START EXTRACT PROVIDED
The novel coronavirus (COVID-19) has a tendency to turn things upside down. That was precisely what happened on Monday when the May futures contract price for the US oil benchmark, West Texas Intermediate (WTI) turned negative for the first time in history.
The WTI May contract had broken below US$20/barrel and closed at US$18.30/barrel on Friday 17 April. It opened weaker on Monday before collapsing later in the day to close US trading hours at minus US$37.63/barrel. It had since rebounded to US$1.76/barrel in early Asia trading on Tuesday. The dramatic overnight fall essentially means that owners of contracts which expire on 21 April will have to pay buyers to take the barrels off their hands on the back of rising concerns that US storage capacity may run out in May.
Futures contracts trade by the month and are tied to specific delivery dates. Typically, the price will converge with the physical price of oil on expiry. The final buyers of the contracts are likely to be refiners. Trading of May WTI contracts had been relatively thin on Monday with volumes at 15% that of June contracts, which should be tracking back to around US$20 levels.
The overnight plunge did however lead to the S&P 500 index closing 1.79% lower on Monday, led by stocks of US oil-related and financial companies on fears of oil-related defaults. Many oil firms are caught in a bind as shutting down an oil well is expensive, which explains why many of the world’s oil producers have been reluctant to slash output amid a global glut, hoping that the demand shrinkage due to COVID-19 lockdowns across the world will be temporary. Many oil firms have already resorted to leasing tankers to store excess supplies, causing freight rates to rise.
For now, the oil price dislocation has been confined to WTI May contracts though such distortions may still surface for subsequent month contracts if lockdowns are prolonged. Brent crude which is the other international oil benchmark is less likely to experience the same phenomenon as it is more widely traded, unlike WTI which has been constrained by the limited export infrastructure in the US Gulf Coast, and is largely piped to neighbouring Canada.
Our base case view of the global pandemic is that the lockdowns in Western countries should see more signs of success in “flattening the curve” amid the declining number of daily new cases. Several countries in Europe are gradually loosening up on lockdown measures. If that continues with the resumption of normal economic activities in the second half of 2020 – as in the case in China – the global GDP will likely pick up and mount a recover by the year’s end.
That should help to stabilise weaknesses in oil markets though it should be noted that as the commodity is tied mostly to transport related sectors, which in the case of air travel will likely be among the last to return to normal. Over the medium to longer term, post-COVID-19 demand may still be dented by lifestyle changes such as increased remote working and teleconferences replacing business trips. While lower oil prices are generally an economic stimulus, extreme low levels that trigger oil-related bankruptcies do have negative effects, especially for the reeling US shale oil sector.
Our house view
We are Neutral on commodities with a preference for safe assets such as gold. Oil does appear oversold but the recovery will likely lag those of equities and credits in sectors that will be the first to restart when lockdowns end. We are Neutral on equities and Overweight investment grade credits.
END EXTRACT PROVIDED
START EXCERPTED RECORDS
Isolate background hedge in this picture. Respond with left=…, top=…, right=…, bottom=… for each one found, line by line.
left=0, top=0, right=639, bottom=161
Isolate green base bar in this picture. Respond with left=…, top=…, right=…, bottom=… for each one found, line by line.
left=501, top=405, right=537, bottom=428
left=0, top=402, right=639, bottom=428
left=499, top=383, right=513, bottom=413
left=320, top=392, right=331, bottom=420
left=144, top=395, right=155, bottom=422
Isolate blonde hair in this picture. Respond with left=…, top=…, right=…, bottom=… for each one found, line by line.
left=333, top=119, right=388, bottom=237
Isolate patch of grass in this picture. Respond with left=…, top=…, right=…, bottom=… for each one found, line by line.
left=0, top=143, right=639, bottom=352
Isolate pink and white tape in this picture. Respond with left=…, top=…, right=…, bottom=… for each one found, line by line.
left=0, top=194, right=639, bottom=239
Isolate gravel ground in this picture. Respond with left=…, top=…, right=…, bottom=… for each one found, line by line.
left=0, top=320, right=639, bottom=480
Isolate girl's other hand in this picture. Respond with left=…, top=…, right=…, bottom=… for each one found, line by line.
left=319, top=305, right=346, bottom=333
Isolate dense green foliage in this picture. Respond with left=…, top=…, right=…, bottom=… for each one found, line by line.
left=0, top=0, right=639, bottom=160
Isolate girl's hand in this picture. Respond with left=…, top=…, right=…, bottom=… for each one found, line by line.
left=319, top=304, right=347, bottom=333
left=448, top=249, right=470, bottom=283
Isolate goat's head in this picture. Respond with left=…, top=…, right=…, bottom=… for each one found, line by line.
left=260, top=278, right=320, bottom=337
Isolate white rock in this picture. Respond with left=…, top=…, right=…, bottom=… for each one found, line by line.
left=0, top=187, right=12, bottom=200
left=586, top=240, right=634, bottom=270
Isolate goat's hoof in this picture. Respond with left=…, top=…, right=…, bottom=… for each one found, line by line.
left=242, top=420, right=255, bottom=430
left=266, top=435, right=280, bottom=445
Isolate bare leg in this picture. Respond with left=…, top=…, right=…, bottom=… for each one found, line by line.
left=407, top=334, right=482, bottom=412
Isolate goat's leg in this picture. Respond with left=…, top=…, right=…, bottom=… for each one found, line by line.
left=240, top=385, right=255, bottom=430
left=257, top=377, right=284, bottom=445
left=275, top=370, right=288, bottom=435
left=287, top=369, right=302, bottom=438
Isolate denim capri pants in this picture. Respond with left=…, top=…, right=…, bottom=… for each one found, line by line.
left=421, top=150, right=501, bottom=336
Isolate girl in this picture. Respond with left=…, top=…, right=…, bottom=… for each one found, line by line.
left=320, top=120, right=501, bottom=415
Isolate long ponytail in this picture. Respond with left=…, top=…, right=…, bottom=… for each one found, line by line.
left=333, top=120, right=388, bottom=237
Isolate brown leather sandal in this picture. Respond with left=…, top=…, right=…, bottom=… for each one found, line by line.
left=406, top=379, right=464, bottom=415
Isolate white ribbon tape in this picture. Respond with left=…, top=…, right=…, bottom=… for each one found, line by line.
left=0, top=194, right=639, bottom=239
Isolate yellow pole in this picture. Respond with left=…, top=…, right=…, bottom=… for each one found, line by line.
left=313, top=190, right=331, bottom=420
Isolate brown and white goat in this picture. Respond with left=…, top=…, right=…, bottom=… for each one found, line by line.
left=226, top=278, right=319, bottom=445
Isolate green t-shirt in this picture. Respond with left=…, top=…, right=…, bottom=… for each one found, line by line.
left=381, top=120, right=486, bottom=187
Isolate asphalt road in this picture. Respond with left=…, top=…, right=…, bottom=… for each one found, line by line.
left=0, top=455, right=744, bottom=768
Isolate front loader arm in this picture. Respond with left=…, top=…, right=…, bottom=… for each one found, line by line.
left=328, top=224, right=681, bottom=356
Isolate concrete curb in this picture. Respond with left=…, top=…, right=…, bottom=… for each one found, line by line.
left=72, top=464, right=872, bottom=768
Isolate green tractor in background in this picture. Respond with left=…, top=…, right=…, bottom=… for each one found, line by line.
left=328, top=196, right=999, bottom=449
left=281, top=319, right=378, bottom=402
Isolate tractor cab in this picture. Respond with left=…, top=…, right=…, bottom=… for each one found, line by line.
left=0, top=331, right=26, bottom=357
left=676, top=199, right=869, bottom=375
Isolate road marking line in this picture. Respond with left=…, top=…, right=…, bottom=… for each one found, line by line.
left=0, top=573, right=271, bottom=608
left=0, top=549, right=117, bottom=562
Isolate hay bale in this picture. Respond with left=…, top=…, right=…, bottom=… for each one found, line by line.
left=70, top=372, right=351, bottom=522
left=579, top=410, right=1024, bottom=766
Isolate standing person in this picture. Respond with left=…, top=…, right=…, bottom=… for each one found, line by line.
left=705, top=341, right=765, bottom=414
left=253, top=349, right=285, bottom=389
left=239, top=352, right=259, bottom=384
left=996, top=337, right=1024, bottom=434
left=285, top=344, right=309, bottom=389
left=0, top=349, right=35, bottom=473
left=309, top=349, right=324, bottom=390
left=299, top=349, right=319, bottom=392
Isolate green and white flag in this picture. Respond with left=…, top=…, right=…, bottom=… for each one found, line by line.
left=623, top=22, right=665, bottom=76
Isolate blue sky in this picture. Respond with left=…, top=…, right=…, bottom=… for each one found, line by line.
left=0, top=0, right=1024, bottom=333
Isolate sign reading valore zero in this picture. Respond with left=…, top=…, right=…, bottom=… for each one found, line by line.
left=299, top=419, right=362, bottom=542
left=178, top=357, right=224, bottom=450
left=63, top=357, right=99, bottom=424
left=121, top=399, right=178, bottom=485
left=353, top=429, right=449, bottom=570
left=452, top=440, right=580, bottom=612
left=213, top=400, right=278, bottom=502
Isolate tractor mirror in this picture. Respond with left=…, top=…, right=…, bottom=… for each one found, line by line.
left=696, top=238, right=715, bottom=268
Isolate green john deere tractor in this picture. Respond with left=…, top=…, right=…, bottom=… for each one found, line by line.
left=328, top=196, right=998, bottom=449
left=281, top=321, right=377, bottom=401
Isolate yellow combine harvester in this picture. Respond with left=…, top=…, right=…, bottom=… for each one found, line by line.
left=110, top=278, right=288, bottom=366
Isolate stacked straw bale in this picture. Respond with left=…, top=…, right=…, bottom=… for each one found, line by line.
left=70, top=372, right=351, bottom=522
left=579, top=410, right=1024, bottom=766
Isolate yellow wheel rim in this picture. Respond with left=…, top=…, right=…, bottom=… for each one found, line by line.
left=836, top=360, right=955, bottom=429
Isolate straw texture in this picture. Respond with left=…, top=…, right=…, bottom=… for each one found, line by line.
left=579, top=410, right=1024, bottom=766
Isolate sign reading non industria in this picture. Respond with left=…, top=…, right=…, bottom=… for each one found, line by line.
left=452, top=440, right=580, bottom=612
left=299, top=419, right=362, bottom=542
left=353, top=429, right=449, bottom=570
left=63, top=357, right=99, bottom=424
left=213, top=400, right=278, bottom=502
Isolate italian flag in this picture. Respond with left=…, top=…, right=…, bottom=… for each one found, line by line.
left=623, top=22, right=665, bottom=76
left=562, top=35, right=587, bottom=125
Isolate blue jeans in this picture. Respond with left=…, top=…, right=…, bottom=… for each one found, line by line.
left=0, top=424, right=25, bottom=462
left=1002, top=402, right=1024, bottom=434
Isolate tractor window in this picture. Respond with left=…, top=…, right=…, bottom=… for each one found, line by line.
END EXCERPTED RECORDS
* ACTIONS TO TAKE *
**A.** Write out the passage of the oil market commentary between "Our house view" and "investment grade credits.", inclusive.
**B.** According to the oil market commentary, what was the closing price of the WTI May contract on Friday 17 April?

* ANSWER SECTION *
**A.**
Our house view
We are Neutral on commodities with a preference for safe assets such as gold. Oil does appear oversold but the recovery will likely lag those of equities and credits in sectors that will be the first to restart when lockdowns end. We are Neutral on equities and Overweight investment grade credits.

**B.** US$18.30/barrel